▶ _Extrait proposé_
----------

Au Canada, les entreprises s'interrogent sur leur avenir
Côté canadien, Donald Trump cible particulièrement les secteurs de l’aluminium, du cuivre et de l’acier. Des tarifs sur le pétrole pourraient être mis en place un peu plus tard. Pour l’instant, le Canada réserve sa réponse, mais les entreprises exportatrices s’interrogent déjà sur leur avenir. "C’est énorme, notre marché est à 93% aux États-Unis", indique Nicolas Blais, le propriétaire de Beauce Atlas. Un de ses ouvriers est en train de souder une des poutres d’acier destinée au marché américain, à 1 heure de route. Dernièrement, le chef d'entreprise a accéléré la cadence de production pour les expédier dans des entrepôts aux États-Unis. "Malheureusement, on n’a pas été capables d’envoyer tout ce qu’on voulait, regrette-t-il, mais on sait que tout ce qu’on a envoyé avant minuit, on n’aura pas de droit de douane dessus."
Nicolas Blais mise sur la fidélité d’une partie de ses clients pour surmonter la crise : "On a quand même un produit qui est très abordable à cause du taux de change, on a une proximité avec eux depuis 15 à 20 ans. S’il y a des droits de douane cette nuit, demain ou après-demain, ils sont prêts à les assumer. Mais il y a tout de même 50% de risque avec les autres clients qui ne veulent pas payer ces droits de douane là. Mais on est confiants que cela va durer 3 à 6 mois, peut-être 9 mois.
"On ne pense pas que cela va s’éterniser."
Nicolas Blais, chef d'entreprise canadienà franceinfo
D’autres entreprises ont choisi de délocaliser une partie de leur production aux États-Unis. Le premier ministre canadien, Justin Trudeau, lui annonce la couleur : "Nous allons aussi réagir. Notre réponse est prête. Une réponse déterminée, énergique, mais raisonnable et immédiate." Une guerre commerciale s’amorce donc entre deux alliés de longue date.
Le Mexique veut garder la "tête froide"
Au Mexique aussi, la hausse des droits de douane va bien entendu avoir des conséquences. Le pays réalise 80% de son commerce extérieur avec les États-Unis, son principal partenaire commercial. Le ministre de l’Économie mexicain parle de ces frais comme d’une erreur stratégique qui aura un impact principalement sur les Américains avec l’augmentation des prix.

----------

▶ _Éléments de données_

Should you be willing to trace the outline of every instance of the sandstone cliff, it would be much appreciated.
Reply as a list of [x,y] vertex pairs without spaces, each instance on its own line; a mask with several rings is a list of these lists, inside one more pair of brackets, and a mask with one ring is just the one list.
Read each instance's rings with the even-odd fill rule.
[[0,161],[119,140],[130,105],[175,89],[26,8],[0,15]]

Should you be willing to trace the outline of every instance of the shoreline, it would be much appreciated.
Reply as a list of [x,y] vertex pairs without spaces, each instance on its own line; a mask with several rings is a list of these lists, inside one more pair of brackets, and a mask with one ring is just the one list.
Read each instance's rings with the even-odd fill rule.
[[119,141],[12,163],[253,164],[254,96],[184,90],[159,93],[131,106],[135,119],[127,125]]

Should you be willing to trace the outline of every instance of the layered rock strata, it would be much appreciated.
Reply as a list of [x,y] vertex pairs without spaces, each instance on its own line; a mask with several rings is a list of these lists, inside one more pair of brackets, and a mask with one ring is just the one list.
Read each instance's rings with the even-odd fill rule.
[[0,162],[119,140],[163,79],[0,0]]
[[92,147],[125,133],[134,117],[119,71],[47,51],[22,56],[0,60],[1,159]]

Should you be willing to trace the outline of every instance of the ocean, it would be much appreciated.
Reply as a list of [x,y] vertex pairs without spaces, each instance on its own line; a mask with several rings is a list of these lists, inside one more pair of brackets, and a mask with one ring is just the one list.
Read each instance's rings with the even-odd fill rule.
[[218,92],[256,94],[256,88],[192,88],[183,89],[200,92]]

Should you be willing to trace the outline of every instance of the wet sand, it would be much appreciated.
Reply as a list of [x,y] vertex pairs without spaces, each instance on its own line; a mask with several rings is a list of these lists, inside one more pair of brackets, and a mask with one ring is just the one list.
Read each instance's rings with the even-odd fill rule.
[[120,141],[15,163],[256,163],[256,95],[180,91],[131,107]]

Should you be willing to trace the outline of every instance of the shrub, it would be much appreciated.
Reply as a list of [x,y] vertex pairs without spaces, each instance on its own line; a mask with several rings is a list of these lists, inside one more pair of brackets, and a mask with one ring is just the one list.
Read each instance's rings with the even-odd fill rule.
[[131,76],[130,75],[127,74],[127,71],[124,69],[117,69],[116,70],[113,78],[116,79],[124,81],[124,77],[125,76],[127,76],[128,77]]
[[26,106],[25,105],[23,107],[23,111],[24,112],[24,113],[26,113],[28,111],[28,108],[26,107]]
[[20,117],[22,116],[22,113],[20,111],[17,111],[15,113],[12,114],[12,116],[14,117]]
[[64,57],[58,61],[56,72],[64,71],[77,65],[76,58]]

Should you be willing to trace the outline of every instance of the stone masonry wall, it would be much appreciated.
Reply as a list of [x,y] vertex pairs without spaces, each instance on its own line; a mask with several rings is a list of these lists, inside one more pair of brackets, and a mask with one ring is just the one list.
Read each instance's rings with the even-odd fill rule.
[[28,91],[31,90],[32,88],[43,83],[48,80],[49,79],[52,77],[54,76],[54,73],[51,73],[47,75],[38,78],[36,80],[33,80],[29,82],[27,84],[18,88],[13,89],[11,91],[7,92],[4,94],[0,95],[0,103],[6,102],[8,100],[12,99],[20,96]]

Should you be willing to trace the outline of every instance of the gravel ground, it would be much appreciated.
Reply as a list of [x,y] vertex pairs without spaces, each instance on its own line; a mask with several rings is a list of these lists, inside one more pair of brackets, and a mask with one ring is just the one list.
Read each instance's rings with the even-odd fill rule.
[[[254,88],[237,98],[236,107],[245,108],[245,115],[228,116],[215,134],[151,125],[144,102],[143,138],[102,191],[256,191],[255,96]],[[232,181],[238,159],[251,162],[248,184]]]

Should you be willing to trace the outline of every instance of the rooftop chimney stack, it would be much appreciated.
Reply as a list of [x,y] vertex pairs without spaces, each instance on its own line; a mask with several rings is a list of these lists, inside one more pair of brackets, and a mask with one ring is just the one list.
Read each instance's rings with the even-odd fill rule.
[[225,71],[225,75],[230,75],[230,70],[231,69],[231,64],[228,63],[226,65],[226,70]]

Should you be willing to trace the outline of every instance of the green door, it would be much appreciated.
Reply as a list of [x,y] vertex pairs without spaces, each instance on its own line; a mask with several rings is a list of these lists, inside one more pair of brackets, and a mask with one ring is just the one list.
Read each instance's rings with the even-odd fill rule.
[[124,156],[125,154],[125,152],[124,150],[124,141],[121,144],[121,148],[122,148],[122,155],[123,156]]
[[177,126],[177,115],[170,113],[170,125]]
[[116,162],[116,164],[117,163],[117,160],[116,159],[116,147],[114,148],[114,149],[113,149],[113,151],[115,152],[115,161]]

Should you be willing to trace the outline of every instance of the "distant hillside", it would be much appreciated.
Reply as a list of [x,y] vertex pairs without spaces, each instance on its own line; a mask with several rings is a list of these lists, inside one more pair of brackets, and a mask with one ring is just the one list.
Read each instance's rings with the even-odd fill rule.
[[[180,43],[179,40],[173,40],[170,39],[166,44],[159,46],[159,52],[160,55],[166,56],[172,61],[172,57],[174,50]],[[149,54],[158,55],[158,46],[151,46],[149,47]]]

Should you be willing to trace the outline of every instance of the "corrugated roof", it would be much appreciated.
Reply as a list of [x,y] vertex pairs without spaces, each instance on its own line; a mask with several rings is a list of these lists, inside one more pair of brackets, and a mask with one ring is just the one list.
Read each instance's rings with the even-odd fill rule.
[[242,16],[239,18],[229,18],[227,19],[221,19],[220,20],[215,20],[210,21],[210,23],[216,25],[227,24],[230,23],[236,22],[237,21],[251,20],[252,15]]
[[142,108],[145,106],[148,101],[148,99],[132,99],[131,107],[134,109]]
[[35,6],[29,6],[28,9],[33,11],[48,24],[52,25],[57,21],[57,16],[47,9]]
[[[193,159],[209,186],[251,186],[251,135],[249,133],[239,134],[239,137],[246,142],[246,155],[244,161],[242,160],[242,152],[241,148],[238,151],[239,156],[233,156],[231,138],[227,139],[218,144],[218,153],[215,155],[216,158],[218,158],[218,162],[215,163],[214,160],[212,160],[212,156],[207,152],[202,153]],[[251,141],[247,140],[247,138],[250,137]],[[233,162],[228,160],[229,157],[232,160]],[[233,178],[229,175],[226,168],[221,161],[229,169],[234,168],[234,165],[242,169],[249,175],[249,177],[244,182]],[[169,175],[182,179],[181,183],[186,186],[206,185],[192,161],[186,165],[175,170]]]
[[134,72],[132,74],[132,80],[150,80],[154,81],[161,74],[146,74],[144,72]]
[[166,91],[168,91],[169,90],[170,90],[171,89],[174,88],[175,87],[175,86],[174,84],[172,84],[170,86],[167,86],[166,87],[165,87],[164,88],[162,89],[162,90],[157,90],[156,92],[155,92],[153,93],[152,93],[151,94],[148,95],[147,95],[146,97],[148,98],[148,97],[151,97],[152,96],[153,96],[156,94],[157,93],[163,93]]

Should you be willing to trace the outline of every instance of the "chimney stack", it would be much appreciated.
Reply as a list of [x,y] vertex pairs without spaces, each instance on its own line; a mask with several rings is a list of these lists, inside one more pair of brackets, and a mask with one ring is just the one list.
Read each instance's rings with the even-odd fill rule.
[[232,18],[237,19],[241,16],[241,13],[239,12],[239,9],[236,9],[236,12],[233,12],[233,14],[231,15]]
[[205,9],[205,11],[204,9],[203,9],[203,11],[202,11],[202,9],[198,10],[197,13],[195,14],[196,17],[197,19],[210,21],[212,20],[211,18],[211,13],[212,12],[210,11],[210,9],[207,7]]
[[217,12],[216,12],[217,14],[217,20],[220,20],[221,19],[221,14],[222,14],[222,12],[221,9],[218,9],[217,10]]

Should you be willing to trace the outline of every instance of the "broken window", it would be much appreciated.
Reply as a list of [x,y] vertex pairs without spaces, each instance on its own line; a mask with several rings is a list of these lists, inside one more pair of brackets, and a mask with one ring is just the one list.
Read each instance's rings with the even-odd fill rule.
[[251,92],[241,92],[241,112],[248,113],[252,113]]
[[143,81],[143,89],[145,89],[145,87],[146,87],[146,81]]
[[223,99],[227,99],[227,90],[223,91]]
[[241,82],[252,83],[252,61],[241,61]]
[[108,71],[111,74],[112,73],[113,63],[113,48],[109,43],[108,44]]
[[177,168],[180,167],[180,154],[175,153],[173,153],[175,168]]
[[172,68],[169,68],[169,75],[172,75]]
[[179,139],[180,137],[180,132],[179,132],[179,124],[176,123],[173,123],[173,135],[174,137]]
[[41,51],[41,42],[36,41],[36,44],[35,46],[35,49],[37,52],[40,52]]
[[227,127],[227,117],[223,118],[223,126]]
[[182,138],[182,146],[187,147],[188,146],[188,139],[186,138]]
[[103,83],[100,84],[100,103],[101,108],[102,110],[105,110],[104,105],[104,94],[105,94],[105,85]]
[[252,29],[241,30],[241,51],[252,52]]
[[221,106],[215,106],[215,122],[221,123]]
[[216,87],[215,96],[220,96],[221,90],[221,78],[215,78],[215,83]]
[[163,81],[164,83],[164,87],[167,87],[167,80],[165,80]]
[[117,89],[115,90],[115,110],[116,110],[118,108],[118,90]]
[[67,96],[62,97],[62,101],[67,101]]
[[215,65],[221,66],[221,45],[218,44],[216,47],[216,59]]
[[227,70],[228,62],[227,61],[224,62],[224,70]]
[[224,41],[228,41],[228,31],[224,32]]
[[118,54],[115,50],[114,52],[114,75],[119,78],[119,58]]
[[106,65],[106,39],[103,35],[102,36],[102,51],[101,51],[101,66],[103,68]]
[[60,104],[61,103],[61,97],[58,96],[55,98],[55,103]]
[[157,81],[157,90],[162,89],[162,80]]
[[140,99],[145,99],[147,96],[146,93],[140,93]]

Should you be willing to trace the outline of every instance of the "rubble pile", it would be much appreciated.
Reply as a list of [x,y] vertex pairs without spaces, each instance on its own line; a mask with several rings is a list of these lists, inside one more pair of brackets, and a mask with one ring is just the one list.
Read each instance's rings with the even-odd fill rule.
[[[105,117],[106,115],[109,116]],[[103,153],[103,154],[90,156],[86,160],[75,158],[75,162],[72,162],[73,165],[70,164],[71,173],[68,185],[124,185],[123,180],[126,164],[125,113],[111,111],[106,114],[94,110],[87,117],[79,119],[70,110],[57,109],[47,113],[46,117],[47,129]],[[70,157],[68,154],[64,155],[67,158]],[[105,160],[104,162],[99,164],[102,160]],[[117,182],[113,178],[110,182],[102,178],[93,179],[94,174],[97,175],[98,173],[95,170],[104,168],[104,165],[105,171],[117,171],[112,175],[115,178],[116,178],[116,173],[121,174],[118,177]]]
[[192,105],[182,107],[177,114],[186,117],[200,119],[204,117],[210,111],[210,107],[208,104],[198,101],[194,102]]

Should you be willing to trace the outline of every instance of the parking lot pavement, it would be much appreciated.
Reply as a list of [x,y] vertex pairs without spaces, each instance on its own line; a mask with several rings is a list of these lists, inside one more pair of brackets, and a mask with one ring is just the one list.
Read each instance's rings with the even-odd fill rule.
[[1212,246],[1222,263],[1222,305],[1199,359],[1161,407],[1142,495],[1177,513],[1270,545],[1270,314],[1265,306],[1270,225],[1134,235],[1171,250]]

----------

▶ _Série d'exercices_
1. D'après l'extrait sur les droits de douane, quelle part de son commerce extérieur le Mexique réalise-t-il avec les États-Unis ?
2. Recopiez le passage de l'extrait sur les droits de douane compris entre "Au Mexique aussi, la" et "l’augmentation des prix.", bornes incluses.
3. Selon l'extrait sur les droits de douane, pourquoi Nicolas Blais a-t-il accéléré la cadence de production ?
La liste n'a aucun rapport avec l'extrait sur les droits de douane.

▶ _Réponses attendues_
1. 80 %.

2.
Au Mexique aussi, la hausse des droits de douane va bien entendu avoir des conséquences. Le pays réalise 80% de son commerce extérieur avec les États-Unis, son principal partenaire commercial. Le ministre de l’Économie mexicain parle de ces frais comme d’une erreur stratégique qui aura un impact principalement sur les Américains avec l’augmentation des prix.

3. Il voulait expédier ses poutres d'acier vers des entrepôts aux États-Unis, car tout ce qui était envoyé avant minuit ne serait pas soumis aux droits de douane.